**Excerpted data**
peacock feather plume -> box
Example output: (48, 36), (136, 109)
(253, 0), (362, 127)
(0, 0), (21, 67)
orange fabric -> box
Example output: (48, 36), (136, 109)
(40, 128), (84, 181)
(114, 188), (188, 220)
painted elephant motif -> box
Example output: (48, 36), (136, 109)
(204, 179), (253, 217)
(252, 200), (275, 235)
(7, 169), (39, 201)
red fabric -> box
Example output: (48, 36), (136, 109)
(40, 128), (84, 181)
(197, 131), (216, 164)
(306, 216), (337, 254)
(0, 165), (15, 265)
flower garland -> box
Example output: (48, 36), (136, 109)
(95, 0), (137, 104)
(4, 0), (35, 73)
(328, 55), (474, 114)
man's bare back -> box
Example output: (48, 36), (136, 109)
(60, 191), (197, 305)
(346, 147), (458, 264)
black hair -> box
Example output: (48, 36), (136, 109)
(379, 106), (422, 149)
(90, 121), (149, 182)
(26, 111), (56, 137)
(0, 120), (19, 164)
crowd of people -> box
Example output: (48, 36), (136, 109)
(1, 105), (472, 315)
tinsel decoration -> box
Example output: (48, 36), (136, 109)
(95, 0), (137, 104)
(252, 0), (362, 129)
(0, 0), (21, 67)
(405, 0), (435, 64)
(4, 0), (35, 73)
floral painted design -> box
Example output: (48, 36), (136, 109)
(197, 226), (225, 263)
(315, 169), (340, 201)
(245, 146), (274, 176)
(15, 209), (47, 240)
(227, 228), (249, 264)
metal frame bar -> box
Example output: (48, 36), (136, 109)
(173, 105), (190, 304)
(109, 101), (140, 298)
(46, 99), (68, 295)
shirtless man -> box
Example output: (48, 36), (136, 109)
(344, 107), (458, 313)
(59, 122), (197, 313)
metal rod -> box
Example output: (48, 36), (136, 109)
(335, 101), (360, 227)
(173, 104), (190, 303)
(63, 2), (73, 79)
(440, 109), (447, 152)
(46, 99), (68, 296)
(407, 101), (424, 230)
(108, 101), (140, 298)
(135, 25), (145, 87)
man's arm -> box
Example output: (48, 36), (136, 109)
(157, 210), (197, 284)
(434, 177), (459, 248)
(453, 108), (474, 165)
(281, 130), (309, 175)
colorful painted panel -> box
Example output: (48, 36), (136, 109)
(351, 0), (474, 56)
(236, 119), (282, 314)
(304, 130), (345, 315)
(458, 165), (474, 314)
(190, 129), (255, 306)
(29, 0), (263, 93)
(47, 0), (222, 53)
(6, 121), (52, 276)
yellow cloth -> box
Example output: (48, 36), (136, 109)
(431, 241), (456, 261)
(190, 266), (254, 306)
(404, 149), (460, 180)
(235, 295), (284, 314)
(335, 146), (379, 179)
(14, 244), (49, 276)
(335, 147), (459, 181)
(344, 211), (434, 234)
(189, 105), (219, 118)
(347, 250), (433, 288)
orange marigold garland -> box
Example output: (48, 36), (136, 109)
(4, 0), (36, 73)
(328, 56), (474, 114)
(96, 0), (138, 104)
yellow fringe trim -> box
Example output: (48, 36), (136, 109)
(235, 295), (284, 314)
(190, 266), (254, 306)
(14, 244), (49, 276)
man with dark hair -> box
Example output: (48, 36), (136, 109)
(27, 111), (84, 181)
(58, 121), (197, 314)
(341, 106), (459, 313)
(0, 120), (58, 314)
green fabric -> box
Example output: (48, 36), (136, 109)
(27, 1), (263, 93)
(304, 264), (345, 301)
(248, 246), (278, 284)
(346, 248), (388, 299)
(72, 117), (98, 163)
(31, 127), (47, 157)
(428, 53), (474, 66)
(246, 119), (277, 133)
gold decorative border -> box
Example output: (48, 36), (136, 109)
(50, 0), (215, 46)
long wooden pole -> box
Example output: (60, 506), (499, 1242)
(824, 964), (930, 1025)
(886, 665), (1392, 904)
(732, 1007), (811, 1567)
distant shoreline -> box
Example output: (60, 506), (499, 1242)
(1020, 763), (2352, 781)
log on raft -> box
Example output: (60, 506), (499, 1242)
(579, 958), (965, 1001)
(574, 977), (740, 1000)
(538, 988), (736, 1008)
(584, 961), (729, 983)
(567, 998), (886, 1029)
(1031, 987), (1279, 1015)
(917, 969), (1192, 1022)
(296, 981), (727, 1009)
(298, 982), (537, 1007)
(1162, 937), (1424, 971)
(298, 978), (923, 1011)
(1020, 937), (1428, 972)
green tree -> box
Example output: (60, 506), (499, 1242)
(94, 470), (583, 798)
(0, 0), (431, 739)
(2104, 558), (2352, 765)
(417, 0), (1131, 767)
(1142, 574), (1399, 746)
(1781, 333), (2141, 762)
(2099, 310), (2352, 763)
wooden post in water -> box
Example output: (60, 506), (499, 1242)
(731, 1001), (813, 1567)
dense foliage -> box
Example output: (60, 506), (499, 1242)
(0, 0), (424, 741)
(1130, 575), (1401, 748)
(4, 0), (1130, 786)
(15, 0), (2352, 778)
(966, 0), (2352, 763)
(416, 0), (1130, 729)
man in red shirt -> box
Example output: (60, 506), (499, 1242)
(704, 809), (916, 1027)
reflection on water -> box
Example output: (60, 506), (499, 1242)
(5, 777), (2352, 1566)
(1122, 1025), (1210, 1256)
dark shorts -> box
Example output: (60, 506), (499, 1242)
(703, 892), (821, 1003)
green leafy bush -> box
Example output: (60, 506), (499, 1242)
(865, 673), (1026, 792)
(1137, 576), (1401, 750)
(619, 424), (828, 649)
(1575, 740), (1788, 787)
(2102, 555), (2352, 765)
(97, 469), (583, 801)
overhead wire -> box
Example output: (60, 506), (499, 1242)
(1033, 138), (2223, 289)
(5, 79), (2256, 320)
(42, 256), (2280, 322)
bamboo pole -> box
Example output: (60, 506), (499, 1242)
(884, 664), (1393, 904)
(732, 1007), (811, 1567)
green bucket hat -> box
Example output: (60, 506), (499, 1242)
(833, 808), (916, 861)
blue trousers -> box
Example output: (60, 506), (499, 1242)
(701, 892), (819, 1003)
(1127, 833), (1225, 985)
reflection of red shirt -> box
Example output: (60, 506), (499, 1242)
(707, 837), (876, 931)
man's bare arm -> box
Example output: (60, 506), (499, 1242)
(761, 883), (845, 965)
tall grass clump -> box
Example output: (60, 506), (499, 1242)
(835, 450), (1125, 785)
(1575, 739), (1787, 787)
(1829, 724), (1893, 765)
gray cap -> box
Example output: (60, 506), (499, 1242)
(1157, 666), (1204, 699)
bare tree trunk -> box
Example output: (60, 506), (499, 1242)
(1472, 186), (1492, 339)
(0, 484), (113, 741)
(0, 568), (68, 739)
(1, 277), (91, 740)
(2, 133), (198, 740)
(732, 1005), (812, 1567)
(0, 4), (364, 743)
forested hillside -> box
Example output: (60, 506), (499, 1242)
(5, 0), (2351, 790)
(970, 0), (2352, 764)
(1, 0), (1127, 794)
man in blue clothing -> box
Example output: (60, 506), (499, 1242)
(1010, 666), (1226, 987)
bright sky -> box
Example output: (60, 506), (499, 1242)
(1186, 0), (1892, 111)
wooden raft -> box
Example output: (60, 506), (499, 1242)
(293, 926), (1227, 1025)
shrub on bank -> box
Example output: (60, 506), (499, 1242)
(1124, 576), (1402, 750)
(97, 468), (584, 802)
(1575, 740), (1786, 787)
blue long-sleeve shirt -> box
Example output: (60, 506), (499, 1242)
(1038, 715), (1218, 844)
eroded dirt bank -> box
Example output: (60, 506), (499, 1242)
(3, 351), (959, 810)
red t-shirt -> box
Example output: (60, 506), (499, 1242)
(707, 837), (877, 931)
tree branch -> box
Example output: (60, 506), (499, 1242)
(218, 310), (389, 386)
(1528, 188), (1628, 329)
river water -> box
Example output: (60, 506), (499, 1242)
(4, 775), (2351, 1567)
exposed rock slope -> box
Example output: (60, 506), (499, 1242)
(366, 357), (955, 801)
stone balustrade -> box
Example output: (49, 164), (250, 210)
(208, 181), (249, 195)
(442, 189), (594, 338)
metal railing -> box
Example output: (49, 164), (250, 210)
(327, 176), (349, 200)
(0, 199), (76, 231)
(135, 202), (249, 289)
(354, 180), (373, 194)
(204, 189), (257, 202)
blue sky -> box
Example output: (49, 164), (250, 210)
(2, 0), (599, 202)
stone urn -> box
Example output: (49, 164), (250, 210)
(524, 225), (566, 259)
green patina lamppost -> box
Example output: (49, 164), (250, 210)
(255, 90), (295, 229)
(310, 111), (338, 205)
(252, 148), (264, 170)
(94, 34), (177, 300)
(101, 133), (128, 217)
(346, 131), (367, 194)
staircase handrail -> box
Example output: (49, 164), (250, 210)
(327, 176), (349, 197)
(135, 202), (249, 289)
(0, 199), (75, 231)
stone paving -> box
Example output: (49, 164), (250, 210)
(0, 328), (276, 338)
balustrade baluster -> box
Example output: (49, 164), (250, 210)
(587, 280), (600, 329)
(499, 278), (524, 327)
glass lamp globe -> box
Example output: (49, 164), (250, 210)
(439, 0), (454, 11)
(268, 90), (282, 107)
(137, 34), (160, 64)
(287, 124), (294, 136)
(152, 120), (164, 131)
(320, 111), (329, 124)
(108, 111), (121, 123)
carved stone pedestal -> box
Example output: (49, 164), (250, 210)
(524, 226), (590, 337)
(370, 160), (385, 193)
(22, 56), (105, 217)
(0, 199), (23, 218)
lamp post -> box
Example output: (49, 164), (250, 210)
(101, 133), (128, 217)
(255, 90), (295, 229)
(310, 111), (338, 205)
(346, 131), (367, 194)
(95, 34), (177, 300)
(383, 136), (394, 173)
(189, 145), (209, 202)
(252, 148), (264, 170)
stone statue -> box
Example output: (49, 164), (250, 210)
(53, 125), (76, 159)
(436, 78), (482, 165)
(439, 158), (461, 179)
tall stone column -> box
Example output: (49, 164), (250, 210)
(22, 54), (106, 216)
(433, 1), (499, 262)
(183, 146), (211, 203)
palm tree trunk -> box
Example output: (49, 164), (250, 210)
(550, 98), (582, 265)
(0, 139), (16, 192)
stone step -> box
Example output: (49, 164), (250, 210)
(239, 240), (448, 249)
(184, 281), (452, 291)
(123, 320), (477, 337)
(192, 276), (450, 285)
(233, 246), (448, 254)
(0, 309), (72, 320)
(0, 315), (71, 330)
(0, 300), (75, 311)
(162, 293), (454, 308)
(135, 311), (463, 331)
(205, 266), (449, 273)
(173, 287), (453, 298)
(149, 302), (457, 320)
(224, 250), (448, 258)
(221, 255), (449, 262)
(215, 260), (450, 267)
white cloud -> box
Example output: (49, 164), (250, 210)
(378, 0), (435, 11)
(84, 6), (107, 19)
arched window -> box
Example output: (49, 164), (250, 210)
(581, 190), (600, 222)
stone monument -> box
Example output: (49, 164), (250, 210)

**The task**
Within the material above, output exactly the lines from the one with "reflection of red shirt -> box" through the one with "blue long-sleeve shirt -> box", end lines included, and nothing besides.

**Result of this task**
reflection of red shirt -> box
Example output: (60, 506), (499, 1242)
(707, 837), (876, 931)
man's bare arm -> box
Example output: (60, 506), (499, 1242)
(761, 883), (845, 965)
tall grass clump -> box
Example output: (60, 506), (499, 1242)
(835, 450), (1125, 785)
(1575, 739), (1787, 787)
(1829, 724), (1893, 765)
gray cap -> box
Example output: (60, 506), (499, 1242)
(1157, 666), (1204, 699)
bare tree trunk -> box
Example output: (60, 506), (499, 1242)
(1472, 186), (1492, 339)
(0, 484), (113, 741)
(0, 568), (68, 739)
(1, 277), (91, 740)
(2, 133), (198, 740)
(732, 1005), (812, 1567)
(0, 4), (364, 743)
forested hillside -> box
Example output: (60, 506), (499, 1242)
(5, 0), (2351, 790)
(970, 0), (2352, 764)
(1, 0), (1127, 794)
man in blue clothing -> box
Example output: (60, 506), (499, 1242)
(1010, 666), (1226, 987)
bright sky -> box
Example output: (60, 506), (499, 1242)
(1186, 0), (1892, 111)
wooden raft -> box
Example output: (60, 506), (499, 1242)
(293, 926), (1227, 1025)
shrub on bank -> box
Example output: (60, 506), (499, 1242)
(1124, 576), (1402, 750)
(97, 468), (584, 802)
(1575, 740), (1786, 787)
blue long-sleeve shirt -> box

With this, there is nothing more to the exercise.